Beginning with the first line, please repeat the entries exactly and end on the line that contains "Outline every instance of the green stem.".
※ ※ ※
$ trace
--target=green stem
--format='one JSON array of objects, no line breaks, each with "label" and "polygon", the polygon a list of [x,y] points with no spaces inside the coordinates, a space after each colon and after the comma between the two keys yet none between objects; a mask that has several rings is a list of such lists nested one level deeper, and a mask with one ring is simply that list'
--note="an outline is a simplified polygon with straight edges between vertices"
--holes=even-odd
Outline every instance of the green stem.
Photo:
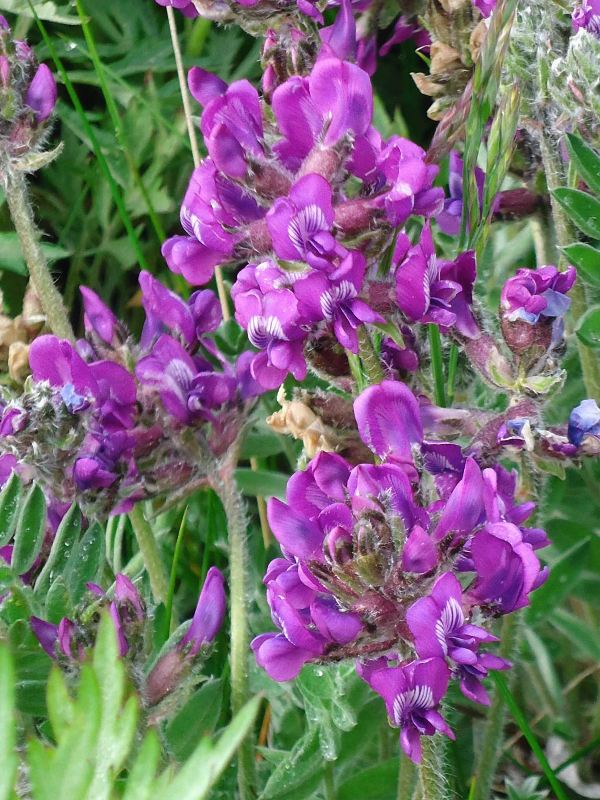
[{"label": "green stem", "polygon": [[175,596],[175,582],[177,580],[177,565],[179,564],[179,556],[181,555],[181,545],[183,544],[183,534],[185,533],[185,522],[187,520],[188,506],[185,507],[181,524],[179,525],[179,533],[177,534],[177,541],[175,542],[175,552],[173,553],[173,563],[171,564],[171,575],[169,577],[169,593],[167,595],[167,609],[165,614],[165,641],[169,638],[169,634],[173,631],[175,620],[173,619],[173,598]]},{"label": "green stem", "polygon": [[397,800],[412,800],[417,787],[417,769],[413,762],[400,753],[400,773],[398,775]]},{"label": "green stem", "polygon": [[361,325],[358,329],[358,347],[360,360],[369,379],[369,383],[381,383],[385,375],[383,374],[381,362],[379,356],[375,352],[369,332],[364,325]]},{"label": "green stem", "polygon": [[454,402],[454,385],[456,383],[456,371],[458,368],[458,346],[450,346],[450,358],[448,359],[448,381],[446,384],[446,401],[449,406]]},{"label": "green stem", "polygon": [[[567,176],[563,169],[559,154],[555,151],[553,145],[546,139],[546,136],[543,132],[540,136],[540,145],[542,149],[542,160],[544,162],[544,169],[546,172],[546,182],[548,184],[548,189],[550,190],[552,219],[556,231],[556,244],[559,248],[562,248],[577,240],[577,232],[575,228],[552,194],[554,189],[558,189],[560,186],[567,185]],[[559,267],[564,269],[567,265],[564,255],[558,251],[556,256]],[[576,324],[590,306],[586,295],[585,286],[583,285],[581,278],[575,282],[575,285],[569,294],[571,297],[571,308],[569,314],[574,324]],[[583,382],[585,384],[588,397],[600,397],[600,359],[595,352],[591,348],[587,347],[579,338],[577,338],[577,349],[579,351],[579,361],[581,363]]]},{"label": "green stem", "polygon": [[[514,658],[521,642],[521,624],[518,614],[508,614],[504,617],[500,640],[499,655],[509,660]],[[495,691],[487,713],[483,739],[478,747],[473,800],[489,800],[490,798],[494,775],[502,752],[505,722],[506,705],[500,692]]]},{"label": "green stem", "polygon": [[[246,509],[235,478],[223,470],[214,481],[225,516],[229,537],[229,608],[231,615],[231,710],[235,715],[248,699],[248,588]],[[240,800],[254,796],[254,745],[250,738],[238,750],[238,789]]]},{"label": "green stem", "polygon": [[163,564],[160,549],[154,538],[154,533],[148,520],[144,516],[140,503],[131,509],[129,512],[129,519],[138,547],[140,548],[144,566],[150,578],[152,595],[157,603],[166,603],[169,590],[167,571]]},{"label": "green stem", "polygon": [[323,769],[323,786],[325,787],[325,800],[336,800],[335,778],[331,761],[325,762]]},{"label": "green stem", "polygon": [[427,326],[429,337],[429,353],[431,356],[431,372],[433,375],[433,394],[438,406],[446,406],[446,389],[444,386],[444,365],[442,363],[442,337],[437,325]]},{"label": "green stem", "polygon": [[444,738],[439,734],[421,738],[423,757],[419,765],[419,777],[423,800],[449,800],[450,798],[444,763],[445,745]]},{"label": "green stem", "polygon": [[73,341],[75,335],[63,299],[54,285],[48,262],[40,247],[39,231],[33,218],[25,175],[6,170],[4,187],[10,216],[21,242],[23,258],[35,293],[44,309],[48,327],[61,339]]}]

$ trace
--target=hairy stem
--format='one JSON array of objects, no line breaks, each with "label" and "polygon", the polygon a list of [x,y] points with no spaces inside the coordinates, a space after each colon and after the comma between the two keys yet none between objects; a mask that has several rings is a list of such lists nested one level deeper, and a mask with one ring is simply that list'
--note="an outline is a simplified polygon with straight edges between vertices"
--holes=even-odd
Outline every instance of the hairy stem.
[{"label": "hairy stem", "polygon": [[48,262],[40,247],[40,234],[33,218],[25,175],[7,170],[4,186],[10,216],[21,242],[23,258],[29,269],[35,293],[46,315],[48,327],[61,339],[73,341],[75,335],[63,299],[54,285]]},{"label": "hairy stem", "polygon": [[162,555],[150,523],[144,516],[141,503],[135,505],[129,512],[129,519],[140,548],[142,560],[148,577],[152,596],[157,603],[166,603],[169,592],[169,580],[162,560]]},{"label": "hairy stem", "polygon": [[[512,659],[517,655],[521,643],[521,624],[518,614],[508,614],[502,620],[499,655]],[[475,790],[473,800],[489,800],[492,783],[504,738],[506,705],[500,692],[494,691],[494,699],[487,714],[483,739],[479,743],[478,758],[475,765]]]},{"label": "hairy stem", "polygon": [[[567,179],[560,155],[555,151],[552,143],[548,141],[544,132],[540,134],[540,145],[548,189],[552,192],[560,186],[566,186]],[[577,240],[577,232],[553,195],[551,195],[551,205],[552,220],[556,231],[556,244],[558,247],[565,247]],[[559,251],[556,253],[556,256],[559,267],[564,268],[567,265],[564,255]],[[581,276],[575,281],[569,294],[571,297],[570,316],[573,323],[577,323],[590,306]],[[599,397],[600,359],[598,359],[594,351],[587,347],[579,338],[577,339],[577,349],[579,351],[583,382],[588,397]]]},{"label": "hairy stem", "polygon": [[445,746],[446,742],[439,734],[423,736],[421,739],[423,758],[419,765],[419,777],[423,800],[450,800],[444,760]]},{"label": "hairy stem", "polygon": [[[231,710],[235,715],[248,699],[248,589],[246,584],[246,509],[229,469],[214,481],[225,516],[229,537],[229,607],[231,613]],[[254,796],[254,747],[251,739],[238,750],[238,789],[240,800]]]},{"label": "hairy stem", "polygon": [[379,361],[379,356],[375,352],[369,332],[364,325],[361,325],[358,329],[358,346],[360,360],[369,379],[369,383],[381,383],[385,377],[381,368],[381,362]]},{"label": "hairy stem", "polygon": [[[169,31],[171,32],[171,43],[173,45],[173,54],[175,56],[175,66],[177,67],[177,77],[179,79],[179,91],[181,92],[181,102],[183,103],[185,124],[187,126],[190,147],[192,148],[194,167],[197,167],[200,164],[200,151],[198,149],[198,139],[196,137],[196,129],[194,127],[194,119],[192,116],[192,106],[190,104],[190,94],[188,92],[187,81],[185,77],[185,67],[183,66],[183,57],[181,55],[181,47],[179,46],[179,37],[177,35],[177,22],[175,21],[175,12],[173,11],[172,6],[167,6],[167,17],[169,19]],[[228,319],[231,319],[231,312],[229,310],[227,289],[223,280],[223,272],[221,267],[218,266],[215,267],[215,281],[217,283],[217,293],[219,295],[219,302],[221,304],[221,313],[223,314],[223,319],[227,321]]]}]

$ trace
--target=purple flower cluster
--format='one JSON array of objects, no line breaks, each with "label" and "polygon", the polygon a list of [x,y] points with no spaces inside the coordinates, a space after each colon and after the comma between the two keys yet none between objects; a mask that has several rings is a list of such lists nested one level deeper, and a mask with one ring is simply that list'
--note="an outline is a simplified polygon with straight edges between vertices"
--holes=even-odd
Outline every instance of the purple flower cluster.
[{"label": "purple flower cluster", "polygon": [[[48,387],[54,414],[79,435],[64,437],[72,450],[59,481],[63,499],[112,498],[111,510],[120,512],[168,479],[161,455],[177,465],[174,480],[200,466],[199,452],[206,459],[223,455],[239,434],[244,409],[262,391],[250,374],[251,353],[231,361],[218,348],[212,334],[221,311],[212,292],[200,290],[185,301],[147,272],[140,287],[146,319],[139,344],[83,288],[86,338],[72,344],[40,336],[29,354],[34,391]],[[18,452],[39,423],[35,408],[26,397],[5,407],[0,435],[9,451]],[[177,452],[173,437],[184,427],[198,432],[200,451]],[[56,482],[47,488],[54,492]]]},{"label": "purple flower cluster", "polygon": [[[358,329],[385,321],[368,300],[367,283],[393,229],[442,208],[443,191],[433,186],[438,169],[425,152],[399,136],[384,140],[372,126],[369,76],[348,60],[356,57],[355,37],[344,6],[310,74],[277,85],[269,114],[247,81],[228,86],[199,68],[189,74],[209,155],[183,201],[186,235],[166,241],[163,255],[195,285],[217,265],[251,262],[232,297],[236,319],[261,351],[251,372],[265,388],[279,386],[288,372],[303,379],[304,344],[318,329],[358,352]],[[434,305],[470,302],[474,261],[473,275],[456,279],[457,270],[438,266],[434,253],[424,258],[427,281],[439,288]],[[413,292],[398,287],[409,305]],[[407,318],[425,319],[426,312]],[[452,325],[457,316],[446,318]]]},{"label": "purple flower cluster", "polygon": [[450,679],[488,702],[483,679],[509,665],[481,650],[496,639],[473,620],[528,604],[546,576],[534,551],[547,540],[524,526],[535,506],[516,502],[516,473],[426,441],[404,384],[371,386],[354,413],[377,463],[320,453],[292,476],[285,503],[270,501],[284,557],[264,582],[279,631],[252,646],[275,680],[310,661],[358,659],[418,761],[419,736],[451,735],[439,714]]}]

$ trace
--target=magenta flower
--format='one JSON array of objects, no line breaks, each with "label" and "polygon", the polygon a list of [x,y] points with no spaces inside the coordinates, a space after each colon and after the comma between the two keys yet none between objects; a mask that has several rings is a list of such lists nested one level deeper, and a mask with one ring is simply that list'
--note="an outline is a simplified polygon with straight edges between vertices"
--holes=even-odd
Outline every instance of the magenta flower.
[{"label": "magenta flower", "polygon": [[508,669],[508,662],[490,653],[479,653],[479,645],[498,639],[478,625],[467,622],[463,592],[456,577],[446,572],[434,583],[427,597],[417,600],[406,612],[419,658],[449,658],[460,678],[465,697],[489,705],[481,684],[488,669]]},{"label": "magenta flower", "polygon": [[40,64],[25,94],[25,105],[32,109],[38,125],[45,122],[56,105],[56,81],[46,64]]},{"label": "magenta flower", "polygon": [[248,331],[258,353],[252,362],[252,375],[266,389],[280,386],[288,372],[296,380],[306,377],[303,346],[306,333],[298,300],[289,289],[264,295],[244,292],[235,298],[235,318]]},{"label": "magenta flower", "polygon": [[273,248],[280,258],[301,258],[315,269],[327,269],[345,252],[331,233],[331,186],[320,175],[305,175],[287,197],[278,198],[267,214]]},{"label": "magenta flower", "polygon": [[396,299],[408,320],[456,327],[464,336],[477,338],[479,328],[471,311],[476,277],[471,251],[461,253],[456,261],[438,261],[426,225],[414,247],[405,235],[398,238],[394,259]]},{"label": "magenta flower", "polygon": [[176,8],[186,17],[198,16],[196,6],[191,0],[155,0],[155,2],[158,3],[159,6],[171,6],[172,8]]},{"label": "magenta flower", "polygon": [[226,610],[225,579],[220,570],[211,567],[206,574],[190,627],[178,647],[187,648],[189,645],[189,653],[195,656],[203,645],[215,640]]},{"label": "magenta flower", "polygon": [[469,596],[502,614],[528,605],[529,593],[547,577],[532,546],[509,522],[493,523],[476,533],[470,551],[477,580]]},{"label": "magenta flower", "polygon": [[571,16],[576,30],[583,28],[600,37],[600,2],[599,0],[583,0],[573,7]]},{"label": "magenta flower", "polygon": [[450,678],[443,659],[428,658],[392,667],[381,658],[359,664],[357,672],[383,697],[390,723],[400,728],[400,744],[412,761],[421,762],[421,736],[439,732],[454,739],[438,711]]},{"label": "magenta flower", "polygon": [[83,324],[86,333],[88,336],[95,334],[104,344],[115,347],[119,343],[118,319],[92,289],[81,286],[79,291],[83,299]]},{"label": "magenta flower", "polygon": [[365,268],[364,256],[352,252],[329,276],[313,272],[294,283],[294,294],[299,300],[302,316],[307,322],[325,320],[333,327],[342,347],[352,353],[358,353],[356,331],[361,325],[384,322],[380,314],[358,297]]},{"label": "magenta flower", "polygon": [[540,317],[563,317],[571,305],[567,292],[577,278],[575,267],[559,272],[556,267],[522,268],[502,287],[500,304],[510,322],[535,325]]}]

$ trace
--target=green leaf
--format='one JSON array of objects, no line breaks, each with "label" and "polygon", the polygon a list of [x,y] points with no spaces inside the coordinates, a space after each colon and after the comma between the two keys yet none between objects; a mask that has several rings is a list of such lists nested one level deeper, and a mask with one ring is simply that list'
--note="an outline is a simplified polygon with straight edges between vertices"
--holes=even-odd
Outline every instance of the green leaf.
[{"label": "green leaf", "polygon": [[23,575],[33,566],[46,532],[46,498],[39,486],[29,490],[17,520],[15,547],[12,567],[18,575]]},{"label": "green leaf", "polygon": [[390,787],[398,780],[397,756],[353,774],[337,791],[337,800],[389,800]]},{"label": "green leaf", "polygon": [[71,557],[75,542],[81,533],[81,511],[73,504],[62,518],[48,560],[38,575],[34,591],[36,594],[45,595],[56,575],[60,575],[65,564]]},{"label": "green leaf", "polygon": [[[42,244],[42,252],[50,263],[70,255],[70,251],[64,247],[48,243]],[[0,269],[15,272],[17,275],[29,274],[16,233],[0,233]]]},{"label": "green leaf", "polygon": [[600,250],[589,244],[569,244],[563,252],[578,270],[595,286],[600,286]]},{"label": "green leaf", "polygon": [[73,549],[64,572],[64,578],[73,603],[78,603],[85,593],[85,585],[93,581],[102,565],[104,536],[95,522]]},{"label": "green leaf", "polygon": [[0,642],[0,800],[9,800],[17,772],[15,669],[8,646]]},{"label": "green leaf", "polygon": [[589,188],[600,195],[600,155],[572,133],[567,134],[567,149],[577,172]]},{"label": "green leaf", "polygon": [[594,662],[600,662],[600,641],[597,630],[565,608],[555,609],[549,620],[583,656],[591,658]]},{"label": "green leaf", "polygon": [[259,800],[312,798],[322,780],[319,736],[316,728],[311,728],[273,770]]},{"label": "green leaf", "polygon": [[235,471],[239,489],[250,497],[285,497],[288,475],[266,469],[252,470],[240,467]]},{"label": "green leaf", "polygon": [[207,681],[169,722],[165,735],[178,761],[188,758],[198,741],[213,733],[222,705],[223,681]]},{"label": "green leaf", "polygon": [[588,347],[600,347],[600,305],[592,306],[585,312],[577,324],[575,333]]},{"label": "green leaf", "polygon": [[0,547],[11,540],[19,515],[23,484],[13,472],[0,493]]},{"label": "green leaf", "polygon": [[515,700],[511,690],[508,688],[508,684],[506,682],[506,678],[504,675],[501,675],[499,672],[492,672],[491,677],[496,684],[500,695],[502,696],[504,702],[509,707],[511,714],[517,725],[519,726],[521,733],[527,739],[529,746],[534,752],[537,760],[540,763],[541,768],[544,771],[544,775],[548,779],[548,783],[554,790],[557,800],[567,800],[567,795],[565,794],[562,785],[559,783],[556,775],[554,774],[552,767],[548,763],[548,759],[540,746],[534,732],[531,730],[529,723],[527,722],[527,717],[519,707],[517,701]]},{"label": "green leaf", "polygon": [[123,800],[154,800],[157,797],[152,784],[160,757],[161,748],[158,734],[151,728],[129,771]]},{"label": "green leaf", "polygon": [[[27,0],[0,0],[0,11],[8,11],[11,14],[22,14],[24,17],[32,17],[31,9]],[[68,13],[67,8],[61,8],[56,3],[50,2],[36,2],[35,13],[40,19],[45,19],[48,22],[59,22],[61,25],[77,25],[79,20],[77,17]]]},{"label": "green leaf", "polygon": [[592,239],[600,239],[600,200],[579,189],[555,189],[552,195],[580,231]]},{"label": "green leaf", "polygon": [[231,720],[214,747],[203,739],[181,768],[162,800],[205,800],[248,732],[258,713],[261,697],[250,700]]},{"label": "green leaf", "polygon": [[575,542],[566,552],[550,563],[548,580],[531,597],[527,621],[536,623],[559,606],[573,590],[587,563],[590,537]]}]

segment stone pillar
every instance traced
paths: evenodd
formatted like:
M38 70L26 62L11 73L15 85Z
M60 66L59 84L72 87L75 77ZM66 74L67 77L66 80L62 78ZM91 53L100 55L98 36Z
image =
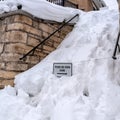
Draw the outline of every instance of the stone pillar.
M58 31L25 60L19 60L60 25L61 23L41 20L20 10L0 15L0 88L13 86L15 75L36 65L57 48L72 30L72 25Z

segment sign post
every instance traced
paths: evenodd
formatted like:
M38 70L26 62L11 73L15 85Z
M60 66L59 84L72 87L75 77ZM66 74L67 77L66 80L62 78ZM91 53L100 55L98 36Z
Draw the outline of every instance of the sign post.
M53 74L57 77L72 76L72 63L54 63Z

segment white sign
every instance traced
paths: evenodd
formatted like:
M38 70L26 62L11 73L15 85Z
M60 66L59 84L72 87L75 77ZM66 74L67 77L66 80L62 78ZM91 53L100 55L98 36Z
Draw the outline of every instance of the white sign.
※ ※ ※
## Exercise response
$ trace
--target=green stem
--format='one JSON array of objects, no line breaks, each with "label" and "polygon", the polygon a list of [x,y] points with no spaces inside the coordinates, a space after each colon and after the comma between the two keys yet none between objects; a mask that has several rings is a list of such lists nested one level deeper, and a mask with one ring is simply that list'
--note="an outline is a simplified polygon with straight edges between vertices"
--holes=even-odd
Outline every instance of the green stem.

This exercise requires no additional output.